Given instruction → Pull out every line of the rows below that contains the string "dark". Case counts.

-- Begin Excerpted records --

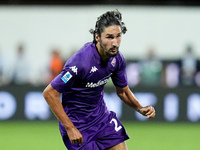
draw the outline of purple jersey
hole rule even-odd
[[[126,87],[126,62],[121,53],[103,62],[94,43],[86,43],[51,82],[62,93],[62,105],[79,130],[91,127],[110,112],[103,99],[104,85],[111,77],[115,86]]]

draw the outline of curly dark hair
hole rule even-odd
[[[122,22],[122,14],[118,10],[107,11],[97,18],[95,30],[90,29],[90,33],[93,34],[93,43],[97,43],[95,40],[96,33],[99,37],[101,37],[101,33],[104,31],[104,29],[112,25],[120,26],[123,34],[125,34],[127,31],[124,22]]]

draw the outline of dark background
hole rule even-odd
[[[159,5],[200,6],[197,0],[1,0],[3,5]]]

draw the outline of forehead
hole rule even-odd
[[[114,34],[120,34],[121,28],[118,25],[112,25],[104,28],[104,31],[101,33],[102,35],[114,35]]]

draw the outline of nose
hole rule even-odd
[[[113,39],[112,45],[113,45],[113,46],[116,46],[116,47],[119,46],[118,40],[117,40],[116,38]]]

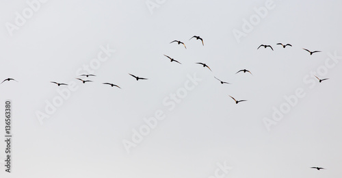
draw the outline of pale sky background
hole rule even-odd
[[[19,82],[0,85],[0,136],[6,99],[14,133],[12,173],[1,164],[0,177],[207,178],[226,162],[233,168],[224,177],[340,177],[342,62],[318,76],[328,80],[310,77],[312,88],[303,78],[329,53],[342,55],[342,2],[274,0],[237,42],[233,30],[242,31],[243,20],[265,1],[169,0],[151,14],[145,0],[50,0],[10,36],[5,25],[29,6],[1,1],[0,80]],[[194,35],[204,47],[189,40]],[[169,44],[174,40],[187,49]],[[261,44],[274,51],[256,50]],[[77,69],[107,45],[116,52],[94,71],[94,82],[77,81]],[[310,55],[302,48],[322,52]],[[235,75],[244,68],[253,75]],[[129,73],[149,79],[136,81]],[[163,100],[194,73],[202,81],[169,111]],[[75,81],[78,90],[40,125],[36,112],[67,88],[51,81]],[[298,88],[305,97],[268,131],[263,118],[272,118],[272,107]],[[248,101],[236,105],[228,94]],[[158,110],[165,119],[128,154],[122,140],[131,140],[132,129]],[[0,142],[0,158],[5,147]]]

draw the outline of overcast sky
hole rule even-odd
[[[0,80],[18,82],[0,85],[0,115],[10,99],[13,131],[12,173],[0,162],[0,175],[341,177],[341,7],[333,0],[2,1]],[[195,35],[204,46],[189,40]],[[274,51],[257,50],[261,44]],[[235,74],[244,68],[252,75]],[[248,101],[237,105],[229,95]],[[0,142],[1,160],[5,147]]]

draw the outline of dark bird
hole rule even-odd
[[[282,45],[283,48],[285,48],[285,47],[286,47],[286,46],[290,46],[290,47],[292,47],[292,45],[291,45],[291,44],[289,44],[289,43],[287,43],[287,44],[286,44],[285,45],[284,45],[284,44],[282,44],[282,43],[280,43],[280,42],[279,42],[279,43],[277,43],[277,44],[280,44],[280,45]]]
[[[221,81],[220,79],[216,78],[216,77],[214,77],[215,79],[217,79],[218,81],[220,81],[221,82],[221,84],[231,84],[230,83],[228,83],[228,82],[226,82],[226,81]]]
[[[303,48],[303,49],[304,49],[304,50],[305,50],[305,51],[308,51],[308,52],[309,52],[309,53],[310,53],[310,55],[313,55],[313,53],[315,53],[321,52],[321,51],[312,51],[312,52],[311,52],[311,51],[308,51],[308,49],[304,49],[304,48]]]
[[[196,64],[201,64],[201,65],[203,65],[203,67],[207,67],[210,71],[211,71],[211,69],[210,69],[209,66],[207,66],[207,64],[204,64],[204,63],[202,63],[202,62],[196,62]]]
[[[139,79],[145,79],[145,78],[140,78],[139,77],[135,77],[134,75],[131,75],[130,73],[129,73],[129,75],[131,75],[131,76],[133,77],[134,78],[135,78],[137,79],[137,81],[138,81]]]
[[[231,97],[231,98],[232,98],[233,99],[234,99],[234,101],[235,101],[235,103],[237,104],[239,103],[239,102],[241,102],[241,101],[247,101],[247,100],[240,100],[240,101],[237,101],[235,99],[234,99],[233,97],[232,97],[232,96],[229,95],[229,97]]]
[[[273,51],[273,48],[272,48],[272,47],[271,47],[270,45],[265,45],[265,44],[261,44],[261,45],[260,45],[260,46],[258,47],[258,49],[259,49],[261,47],[264,47],[265,48],[267,48],[267,47],[270,47],[270,48],[272,49],[272,51]]]
[[[16,81],[16,80],[15,80],[15,79],[14,79],[8,78],[8,79],[4,79],[4,80],[1,82],[1,84],[2,84],[2,83],[3,83],[3,81],[10,81],[10,80],[14,80],[14,81],[15,81],[18,82],[18,81]]]
[[[86,82],[88,82],[88,81],[92,82],[92,81],[91,81],[91,80],[83,80],[83,79],[79,79],[79,78],[76,78],[76,79],[79,79],[79,80],[82,81],[82,82],[83,82],[83,84],[86,84]]]
[[[168,58],[171,60],[171,62],[174,61],[174,62],[178,62],[178,63],[179,63],[179,64],[182,64],[181,62],[178,62],[177,60],[174,60],[173,58],[170,58],[169,56],[168,56],[168,55],[165,55],[165,54],[164,54],[164,55],[165,55],[165,56],[166,56],[166,57],[168,57]]]
[[[88,77],[89,76],[96,76],[96,75],[92,75],[92,74],[82,74],[79,76],[86,76],[86,77]]]
[[[194,36],[189,40],[190,40],[191,39],[192,39],[192,38],[196,38],[196,40],[200,40],[202,41],[202,44],[203,44],[203,46],[205,45],[205,43],[203,42],[203,39],[202,39],[202,38],[200,38],[199,36]]]
[[[240,70],[240,71],[237,71],[237,73],[236,73],[235,74],[237,74],[237,73],[239,73],[239,72],[244,72],[244,73],[246,73],[246,72],[248,72],[248,73],[250,73],[250,74],[252,74],[252,73],[250,72],[250,71],[248,71],[248,70],[246,70],[246,69]]]
[[[110,83],[103,83],[103,84],[105,84],[105,85],[109,85],[109,86],[111,86],[111,87],[113,87],[113,86],[116,86],[116,87],[118,87],[118,88],[120,88],[120,86],[117,86],[117,85],[114,85],[114,84],[110,84]]]
[[[321,83],[322,81],[324,80],[326,80],[326,79],[328,79],[329,78],[327,78],[327,79],[320,79],[319,78],[317,77],[317,76],[315,75],[315,77],[316,77],[316,78],[317,78],[318,80],[319,80],[319,83]]]
[[[50,81],[51,83],[53,83],[53,84],[56,84],[57,86],[67,86],[68,84],[63,84],[63,83],[57,83],[55,81]]]
[[[325,169],[324,168],[319,168],[319,167],[311,167],[311,168],[315,168],[315,169],[317,169],[318,170],[319,170],[319,169]]]
[[[179,40],[174,40],[174,41],[172,41],[171,42],[170,42],[170,44],[174,42],[178,42],[178,44],[183,44],[183,45],[184,45],[184,47],[185,47],[185,49],[187,49],[187,47],[185,47],[185,44],[184,44],[184,42],[181,42],[181,41],[179,41]]]

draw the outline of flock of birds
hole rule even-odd
[[[193,37],[192,37],[189,40],[192,40],[192,38],[195,38],[196,40],[199,40],[202,42],[202,44],[204,46],[205,44],[204,44],[204,42],[203,42],[203,39],[202,38],[200,38],[200,36],[194,36]],[[173,40],[171,42],[170,42],[170,44],[171,43],[174,43],[174,42],[176,42],[176,44],[182,44],[184,46],[184,47],[185,48],[185,49],[187,49],[186,46],[185,46],[185,44],[180,40]],[[292,45],[291,44],[283,44],[282,43],[277,43],[276,44],[277,45],[281,45],[283,48],[285,48],[286,47],[289,46],[289,47],[292,47]],[[269,45],[269,44],[261,44],[256,49],[259,49],[260,47],[263,47],[265,49],[269,47],[270,48],[272,51],[274,51],[271,45]],[[319,53],[319,52],[321,52],[320,51],[309,51],[308,49],[303,49],[304,50],[308,51],[310,55],[313,55],[313,53]],[[168,55],[164,55],[165,57],[166,57],[167,58],[168,58],[171,62],[176,62],[179,64],[182,64],[182,63],[181,63],[180,62],[174,60],[174,58],[168,56]],[[202,62],[196,62],[196,64],[200,64],[201,66],[202,66],[204,68],[207,67],[209,70],[210,70],[211,71],[211,69],[210,68],[210,67],[207,65],[205,63],[202,63]],[[246,69],[241,69],[241,70],[239,70],[239,71],[237,71],[235,74],[237,74],[240,72],[242,72],[244,73],[250,73],[252,75],[253,75],[252,74],[252,73],[248,71],[248,70],[246,70]],[[129,75],[132,76],[133,77],[134,77],[137,81],[139,81],[139,80],[146,80],[148,79],[147,78],[144,78],[144,77],[137,77],[133,74],[131,74],[131,73],[129,73]],[[82,74],[81,75],[79,75],[79,77],[86,77],[87,79],[88,79],[90,77],[95,77],[96,75],[93,75],[93,74]],[[324,80],[326,80],[326,79],[328,79],[328,78],[326,78],[326,79],[319,79],[318,77],[315,76],[316,78],[319,80],[319,83],[321,83],[322,81],[324,81]],[[226,81],[223,81],[220,79],[219,79],[218,78],[217,78],[216,77],[214,76],[214,78],[216,79],[217,80],[218,80],[222,84],[231,84],[230,83],[228,82],[226,82]],[[92,80],[89,80],[89,79],[80,79],[80,78],[76,78],[77,79],[81,81],[83,84],[86,84],[87,82],[93,82]],[[15,80],[14,79],[12,79],[12,78],[8,78],[8,79],[4,79],[0,84],[1,84],[2,83],[5,82],[5,81],[15,81],[16,82],[18,82],[18,81]],[[57,86],[68,86],[67,84],[64,84],[64,83],[58,83],[58,82],[56,82],[56,81],[50,81],[51,83],[53,83],[53,84],[56,84]],[[105,82],[105,83],[103,83],[103,85],[109,85],[111,87],[117,87],[118,88],[121,88],[119,86],[116,85],[116,84],[111,84],[111,83],[108,83],[108,82]],[[233,99],[235,102],[236,104],[240,103],[240,102],[243,102],[243,101],[247,101],[247,100],[245,100],[245,99],[243,99],[243,100],[236,100],[234,97],[233,97],[232,96],[229,95],[229,97],[231,97],[231,98],[232,99]],[[318,170],[321,170],[321,169],[325,169],[324,168],[321,168],[321,167],[311,167],[311,168],[315,168],[315,169],[317,169]]]

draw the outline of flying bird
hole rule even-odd
[[[229,95],[229,97],[231,97],[231,98],[232,98],[233,99],[234,99],[234,101],[235,101],[235,103],[237,104],[239,103],[239,102],[241,102],[241,101],[247,101],[247,100],[240,100],[240,101],[237,101],[235,98],[233,98],[232,96]]]
[[[279,42],[279,43],[277,43],[277,44],[280,44],[282,46],[283,48],[285,48],[286,46],[290,46],[290,47],[292,47],[292,45],[291,45],[290,44],[287,43],[285,45],[282,44],[282,43]]]
[[[203,44],[203,46],[205,45],[205,43],[203,42],[203,39],[202,39],[202,38],[200,38],[200,36],[194,36],[189,40],[190,40],[191,39],[192,39],[192,38],[196,38],[196,40],[200,40],[202,41],[202,44]]]
[[[86,77],[88,77],[89,76],[96,76],[96,75],[92,75],[92,74],[82,74],[79,76],[86,76]]]
[[[89,81],[89,82],[92,82],[92,81],[91,81],[91,80],[83,80],[83,79],[79,79],[79,78],[76,78],[76,79],[79,79],[79,80],[82,81],[82,82],[83,82],[83,84],[86,84],[86,82],[88,82],[88,81]]]
[[[182,64],[181,62],[178,62],[177,60],[174,60],[173,58],[170,58],[169,56],[168,56],[168,55],[165,55],[165,54],[164,54],[164,55],[165,55],[165,56],[166,56],[166,57],[168,57],[168,58],[171,60],[171,62],[174,61],[174,62],[178,62],[178,63],[179,63],[179,64]]]
[[[202,62],[196,62],[196,64],[201,64],[201,65],[203,65],[203,67],[207,67],[210,71],[212,71],[211,69],[210,69],[209,66],[207,66],[207,64],[204,64],[204,63],[202,63]]]
[[[179,41],[179,40],[174,40],[174,41],[172,41],[171,42],[170,42],[170,44],[174,42],[178,42],[178,44],[183,44],[183,45],[184,45],[184,47],[185,47],[185,49],[187,49],[187,47],[185,47],[185,44],[184,44],[184,42],[181,42],[181,41]]]
[[[312,51],[311,52],[311,51],[308,51],[308,49],[304,49],[304,48],[303,48],[303,49],[305,50],[305,51],[308,51],[308,52],[309,52],[310,55],[313,55],[315,53],[321,52],[321,51]]]
[[[228,83],[228,82],[226,82],[226,81],[221,81],[220,79],[216,78],[216,77],[214,77],[215,79],[217,79],[218,81],[220,81],[221,82],[221,84],[231,84],[230,83]]]
[[[63,83],[57,83],[55,81],[50,81],[51,83],[53,83],[53,84],[56,84],[57,86],[67,86],[68,84],[63,84]]]
[[[2,83],[3,83],[3,81],[10,81],[10,80],[14,80],[14,81],[15,81],[18,82],[18,81],[16,81],[16,80],[15,80],[15,79],[14,79],[8,78],[8,79],[4,79],[4,80],[1,82],[1,84],[2,84]]]
[[[246,69],[242,69],[242,70],[240,70],[239,71],[237,71],[237,73],[236,73],[235,74],[239,73],[239,72],[244,72],[244,73],[246,73],[246,72],[248,72],[250,73],[250,74],[252,74],[252,73],[250,72],[250,71],[248,71],[248,70],[246,70]]]
[[[321,83],[322,81],[324,80],[326,80],[326,79],[328,79],[329,78],[327,78],[327,79],[320,79],[319,78],[317,77],[317,76],[315,75],[315,77],[316,77],[316,78],[317,78],[318,80],[319,80],[319,83]]]
[[[114,85],[114,84],[110,84],[110,83],[103,83],[103,84],[105,84],[105,85],[109,85],[109,86],[111,86],[111,87],[113,87],[113,86],[116,86],[116,87],[118,87],[118,88],[120,88],[120,86],[117,86],[117,85]]]
[[[319,167],[311,167],[311,168],[315,168],[315,169],[317,169],[318,170],[319,170],[319,169],[325,169],[324,168],[319,168]]]
[[[272,47],[271,47],[270,45],[265,45],[265,44],[260,45],[256,49],[259,49],[261,47],[264,47],[265,48],[270,47],[272,49],[272,51],[274,51]]]
[[[135,77],[134,75],[131,75],[130,73],[129,73],[129,74],[131,75],[131,76],[132,76],[134,78],[135,78],[137,79],[137,81],[138,81],[139,79],[145,79],[145,78],[141,78],[141,77]]]

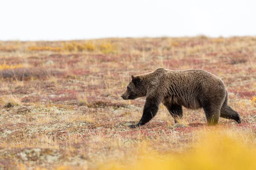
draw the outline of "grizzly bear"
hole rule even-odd
[[[182,106],[203,108],[209,125],[216,125],[220,117],[241,122],[240,115],[227,105],[228,94],[223,82],[201,69],[173,71],[159,68],[137,76],[121,96],[125,100],[146,96],[143,114],[135,128],[145,125],[156,114],[160,102],[177,123],[183,116]]]

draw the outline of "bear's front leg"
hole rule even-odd
[[[148,122],[157,113],[160,102],[160,100],[155,97],[147,97],[140,120],[137,125],[131,125],[129,127],[131,128],[136,128]]]

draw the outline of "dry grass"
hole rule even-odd
[[[255,47],[254,37],[2,42],[0,169],[254,169]],[[184,109],[174,125],[161,105],[129,128],[145,98],[120,95],[131,75],[160,67],[220,77],[242,123],[208,127],[202,110]]]

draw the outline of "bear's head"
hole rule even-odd
[[[131,76],[131,81],[127,86],[125,92],[122,95],[124,100],[133,100],[145,96],[146,88],[143,85],[142,79],[139,76]]]

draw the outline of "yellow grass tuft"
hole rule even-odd
[[[23,68],[25,67],[23,64],[18,64],[16,65],[6,64],[5,62],[4,62],[3,64],[0,64],[0,70],[9,70],[14,69],[15,68]]]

-- End Excerpted records --

Solution for this exercise →
draw the outline of curly dark hair
draw the outline of dark background
draw the outline of dark bird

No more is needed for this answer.